* Start Working data *

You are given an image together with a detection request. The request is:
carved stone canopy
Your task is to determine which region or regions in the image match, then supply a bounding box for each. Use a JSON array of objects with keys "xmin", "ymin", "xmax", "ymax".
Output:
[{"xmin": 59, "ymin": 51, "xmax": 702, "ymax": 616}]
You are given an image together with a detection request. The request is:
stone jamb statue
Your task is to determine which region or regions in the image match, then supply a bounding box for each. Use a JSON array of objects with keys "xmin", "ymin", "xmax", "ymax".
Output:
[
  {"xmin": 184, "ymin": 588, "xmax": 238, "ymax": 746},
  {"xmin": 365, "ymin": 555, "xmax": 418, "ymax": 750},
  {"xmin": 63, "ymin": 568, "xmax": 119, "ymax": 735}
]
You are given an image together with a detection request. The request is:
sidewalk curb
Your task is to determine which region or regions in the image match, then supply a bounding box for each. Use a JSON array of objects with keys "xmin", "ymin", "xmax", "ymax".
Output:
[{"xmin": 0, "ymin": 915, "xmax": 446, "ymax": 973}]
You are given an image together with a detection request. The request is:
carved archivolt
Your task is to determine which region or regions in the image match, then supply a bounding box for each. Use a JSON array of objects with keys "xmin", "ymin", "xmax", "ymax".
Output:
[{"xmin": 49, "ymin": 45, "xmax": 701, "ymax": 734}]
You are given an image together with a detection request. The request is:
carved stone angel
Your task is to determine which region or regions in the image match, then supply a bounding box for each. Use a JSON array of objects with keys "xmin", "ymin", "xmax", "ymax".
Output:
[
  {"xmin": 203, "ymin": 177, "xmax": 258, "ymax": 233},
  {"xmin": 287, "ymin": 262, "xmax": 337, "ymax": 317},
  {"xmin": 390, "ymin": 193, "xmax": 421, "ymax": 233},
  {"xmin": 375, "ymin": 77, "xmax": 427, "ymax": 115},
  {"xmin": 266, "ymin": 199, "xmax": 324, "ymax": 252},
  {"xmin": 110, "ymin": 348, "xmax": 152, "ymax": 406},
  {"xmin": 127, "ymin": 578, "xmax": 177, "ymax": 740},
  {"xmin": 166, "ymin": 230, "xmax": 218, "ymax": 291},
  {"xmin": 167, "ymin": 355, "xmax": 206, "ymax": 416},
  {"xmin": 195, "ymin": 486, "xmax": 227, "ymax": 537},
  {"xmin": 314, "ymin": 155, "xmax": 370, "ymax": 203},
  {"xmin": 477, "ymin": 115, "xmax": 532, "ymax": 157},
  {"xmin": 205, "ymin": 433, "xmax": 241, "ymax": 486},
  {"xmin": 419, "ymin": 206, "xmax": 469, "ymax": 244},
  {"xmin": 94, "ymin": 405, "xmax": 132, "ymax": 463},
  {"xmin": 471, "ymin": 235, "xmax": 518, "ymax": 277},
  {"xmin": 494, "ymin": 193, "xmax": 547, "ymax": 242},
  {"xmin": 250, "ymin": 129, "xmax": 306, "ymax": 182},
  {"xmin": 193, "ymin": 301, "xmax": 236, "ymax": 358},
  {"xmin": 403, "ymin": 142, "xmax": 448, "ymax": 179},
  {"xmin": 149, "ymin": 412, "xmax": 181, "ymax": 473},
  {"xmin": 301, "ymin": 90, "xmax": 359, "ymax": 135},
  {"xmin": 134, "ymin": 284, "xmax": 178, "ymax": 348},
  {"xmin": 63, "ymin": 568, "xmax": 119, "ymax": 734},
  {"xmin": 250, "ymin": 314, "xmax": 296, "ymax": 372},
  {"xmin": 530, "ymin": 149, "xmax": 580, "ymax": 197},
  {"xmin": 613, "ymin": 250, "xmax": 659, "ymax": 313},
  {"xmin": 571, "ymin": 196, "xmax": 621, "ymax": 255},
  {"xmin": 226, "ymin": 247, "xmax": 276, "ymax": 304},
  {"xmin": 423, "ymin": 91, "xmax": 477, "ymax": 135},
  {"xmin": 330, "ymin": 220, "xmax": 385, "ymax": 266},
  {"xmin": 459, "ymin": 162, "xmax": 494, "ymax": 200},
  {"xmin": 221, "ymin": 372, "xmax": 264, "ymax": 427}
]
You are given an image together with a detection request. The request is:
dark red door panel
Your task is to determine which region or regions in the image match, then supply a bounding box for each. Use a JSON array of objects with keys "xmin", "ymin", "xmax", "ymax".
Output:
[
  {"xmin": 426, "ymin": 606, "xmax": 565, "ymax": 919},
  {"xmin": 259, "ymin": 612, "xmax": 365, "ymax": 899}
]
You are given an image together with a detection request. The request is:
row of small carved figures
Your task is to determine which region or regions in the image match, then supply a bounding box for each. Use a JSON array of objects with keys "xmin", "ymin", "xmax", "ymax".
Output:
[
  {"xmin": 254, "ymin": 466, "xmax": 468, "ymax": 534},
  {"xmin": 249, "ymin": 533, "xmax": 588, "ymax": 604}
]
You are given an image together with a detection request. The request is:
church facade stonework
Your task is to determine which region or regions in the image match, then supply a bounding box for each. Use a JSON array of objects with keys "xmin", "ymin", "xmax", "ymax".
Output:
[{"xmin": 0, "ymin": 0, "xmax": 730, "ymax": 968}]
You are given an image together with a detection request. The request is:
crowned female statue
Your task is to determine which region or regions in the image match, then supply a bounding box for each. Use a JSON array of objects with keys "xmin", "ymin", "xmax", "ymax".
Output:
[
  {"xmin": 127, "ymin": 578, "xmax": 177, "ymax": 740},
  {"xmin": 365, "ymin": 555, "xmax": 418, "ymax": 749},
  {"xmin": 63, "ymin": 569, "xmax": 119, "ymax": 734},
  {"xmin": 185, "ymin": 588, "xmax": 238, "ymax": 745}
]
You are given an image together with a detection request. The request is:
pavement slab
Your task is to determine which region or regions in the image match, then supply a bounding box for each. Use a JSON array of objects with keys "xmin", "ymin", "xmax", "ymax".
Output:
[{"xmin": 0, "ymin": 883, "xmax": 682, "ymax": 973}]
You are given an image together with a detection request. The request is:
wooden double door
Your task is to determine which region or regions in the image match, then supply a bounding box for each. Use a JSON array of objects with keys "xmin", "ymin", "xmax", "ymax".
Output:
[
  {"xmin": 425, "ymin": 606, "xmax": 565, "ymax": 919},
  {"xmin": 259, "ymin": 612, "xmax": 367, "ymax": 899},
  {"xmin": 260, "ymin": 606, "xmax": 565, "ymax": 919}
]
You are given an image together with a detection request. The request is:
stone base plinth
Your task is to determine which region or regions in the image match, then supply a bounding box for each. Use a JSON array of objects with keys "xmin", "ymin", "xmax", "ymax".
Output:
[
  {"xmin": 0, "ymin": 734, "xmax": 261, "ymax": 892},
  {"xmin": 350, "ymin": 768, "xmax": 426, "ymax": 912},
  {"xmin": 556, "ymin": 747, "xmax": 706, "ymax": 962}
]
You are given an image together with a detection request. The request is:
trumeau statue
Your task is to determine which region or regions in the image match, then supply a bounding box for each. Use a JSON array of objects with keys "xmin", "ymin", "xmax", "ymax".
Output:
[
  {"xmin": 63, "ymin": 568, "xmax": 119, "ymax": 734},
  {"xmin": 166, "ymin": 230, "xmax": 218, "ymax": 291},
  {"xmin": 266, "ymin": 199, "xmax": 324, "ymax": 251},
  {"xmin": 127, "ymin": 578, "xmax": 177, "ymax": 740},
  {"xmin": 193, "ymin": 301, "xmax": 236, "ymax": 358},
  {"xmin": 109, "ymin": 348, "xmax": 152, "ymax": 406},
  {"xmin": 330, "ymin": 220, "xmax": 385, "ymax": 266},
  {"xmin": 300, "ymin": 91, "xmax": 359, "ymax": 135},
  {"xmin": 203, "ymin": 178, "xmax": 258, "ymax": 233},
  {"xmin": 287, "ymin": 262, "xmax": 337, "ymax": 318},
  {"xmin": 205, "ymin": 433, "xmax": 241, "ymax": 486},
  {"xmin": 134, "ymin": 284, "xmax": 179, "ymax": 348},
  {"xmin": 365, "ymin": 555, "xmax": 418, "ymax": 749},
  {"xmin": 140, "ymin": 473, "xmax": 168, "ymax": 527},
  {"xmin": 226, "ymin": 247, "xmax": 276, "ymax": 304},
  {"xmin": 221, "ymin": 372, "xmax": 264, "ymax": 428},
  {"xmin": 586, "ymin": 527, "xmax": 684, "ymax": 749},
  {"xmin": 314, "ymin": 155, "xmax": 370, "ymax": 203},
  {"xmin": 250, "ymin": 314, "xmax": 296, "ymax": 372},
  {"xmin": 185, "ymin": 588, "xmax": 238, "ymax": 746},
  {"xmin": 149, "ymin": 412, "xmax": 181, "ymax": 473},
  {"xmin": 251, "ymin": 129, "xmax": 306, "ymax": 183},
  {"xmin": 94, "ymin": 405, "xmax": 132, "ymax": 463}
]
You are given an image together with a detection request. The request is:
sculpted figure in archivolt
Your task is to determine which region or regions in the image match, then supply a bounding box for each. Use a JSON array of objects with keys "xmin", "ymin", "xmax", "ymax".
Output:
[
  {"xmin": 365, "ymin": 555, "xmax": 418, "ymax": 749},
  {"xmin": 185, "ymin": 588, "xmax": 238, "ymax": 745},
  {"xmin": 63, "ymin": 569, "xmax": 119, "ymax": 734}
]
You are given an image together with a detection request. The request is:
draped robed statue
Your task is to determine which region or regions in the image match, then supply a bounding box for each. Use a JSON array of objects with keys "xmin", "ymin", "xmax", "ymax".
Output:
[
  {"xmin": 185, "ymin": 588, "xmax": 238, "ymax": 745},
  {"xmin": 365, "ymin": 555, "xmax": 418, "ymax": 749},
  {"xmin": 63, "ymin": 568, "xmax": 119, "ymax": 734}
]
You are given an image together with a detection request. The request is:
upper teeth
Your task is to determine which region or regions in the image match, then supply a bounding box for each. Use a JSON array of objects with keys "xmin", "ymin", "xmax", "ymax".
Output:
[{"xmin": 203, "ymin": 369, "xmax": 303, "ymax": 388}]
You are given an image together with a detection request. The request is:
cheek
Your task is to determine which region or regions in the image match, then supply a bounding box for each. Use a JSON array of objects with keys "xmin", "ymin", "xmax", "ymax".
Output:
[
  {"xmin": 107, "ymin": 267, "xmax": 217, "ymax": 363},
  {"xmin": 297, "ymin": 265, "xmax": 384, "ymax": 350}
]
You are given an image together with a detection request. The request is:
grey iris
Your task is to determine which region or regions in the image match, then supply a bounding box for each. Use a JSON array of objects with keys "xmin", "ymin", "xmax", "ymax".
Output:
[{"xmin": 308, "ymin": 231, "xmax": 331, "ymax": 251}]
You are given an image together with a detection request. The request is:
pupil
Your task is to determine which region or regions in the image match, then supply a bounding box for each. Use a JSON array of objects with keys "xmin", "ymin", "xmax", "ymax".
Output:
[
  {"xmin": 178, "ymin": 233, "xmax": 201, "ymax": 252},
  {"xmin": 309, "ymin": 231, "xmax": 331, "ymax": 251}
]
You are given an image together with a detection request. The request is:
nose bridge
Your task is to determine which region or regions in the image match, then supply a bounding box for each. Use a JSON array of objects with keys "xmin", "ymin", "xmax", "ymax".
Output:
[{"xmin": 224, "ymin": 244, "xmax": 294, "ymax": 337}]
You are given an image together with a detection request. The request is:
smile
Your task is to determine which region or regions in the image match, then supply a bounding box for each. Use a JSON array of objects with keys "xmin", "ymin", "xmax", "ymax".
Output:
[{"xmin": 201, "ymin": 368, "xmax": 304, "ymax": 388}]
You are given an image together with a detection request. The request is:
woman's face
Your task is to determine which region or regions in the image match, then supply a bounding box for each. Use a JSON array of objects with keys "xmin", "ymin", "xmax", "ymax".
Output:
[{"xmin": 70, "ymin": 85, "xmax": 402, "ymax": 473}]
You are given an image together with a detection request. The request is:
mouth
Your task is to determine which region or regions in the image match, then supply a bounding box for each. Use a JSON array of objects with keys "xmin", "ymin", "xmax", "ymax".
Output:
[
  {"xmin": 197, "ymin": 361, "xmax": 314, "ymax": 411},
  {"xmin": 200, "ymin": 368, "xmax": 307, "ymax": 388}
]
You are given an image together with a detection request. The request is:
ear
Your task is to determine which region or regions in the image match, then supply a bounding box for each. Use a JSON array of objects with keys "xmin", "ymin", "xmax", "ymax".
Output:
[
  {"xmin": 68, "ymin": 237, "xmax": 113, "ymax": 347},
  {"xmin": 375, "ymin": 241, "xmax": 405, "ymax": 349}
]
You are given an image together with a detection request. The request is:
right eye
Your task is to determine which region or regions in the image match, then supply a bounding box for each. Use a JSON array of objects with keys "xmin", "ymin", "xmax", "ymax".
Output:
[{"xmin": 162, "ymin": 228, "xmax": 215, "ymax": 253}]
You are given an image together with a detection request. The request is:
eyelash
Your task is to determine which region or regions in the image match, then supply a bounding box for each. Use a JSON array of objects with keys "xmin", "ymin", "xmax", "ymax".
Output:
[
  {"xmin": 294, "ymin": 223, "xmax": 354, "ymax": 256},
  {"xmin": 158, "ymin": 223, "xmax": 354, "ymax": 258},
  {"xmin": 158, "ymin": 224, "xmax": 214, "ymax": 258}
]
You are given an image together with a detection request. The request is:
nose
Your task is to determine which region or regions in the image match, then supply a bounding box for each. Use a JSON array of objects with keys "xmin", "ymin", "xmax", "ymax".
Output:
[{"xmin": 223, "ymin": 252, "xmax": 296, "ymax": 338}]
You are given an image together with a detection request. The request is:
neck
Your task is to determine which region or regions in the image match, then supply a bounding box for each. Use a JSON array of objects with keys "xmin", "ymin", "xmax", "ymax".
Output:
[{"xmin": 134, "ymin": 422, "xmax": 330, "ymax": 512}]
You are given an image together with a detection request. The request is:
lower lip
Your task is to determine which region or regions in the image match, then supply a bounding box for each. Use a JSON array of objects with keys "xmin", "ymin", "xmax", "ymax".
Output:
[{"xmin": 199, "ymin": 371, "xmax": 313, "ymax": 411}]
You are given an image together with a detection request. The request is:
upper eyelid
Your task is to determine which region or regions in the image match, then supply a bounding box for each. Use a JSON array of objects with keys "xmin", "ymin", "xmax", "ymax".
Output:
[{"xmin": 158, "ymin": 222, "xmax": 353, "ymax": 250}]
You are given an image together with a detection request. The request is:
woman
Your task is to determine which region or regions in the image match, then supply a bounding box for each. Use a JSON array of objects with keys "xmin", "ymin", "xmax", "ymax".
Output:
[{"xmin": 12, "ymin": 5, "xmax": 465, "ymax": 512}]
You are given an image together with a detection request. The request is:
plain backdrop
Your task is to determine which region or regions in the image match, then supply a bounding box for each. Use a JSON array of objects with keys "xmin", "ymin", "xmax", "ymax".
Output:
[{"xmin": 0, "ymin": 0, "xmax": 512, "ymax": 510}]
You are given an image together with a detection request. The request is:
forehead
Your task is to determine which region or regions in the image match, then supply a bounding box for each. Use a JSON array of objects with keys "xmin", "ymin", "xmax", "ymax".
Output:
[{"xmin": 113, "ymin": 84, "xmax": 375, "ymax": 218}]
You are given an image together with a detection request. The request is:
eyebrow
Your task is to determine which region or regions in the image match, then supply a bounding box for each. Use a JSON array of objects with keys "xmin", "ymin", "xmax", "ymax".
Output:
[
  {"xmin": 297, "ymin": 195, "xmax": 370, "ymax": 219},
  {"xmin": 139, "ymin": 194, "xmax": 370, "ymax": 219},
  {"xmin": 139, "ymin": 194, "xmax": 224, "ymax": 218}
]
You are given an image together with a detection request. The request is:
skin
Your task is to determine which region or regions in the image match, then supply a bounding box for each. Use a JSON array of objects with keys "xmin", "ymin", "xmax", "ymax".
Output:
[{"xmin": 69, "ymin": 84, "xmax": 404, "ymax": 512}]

* End Working data *

Find every line in the rows above that contains the string "archivolt", matching case exactly, and copy each of those lines.

[Completed exercise]
carved archivolt
sculpted figure in archivolt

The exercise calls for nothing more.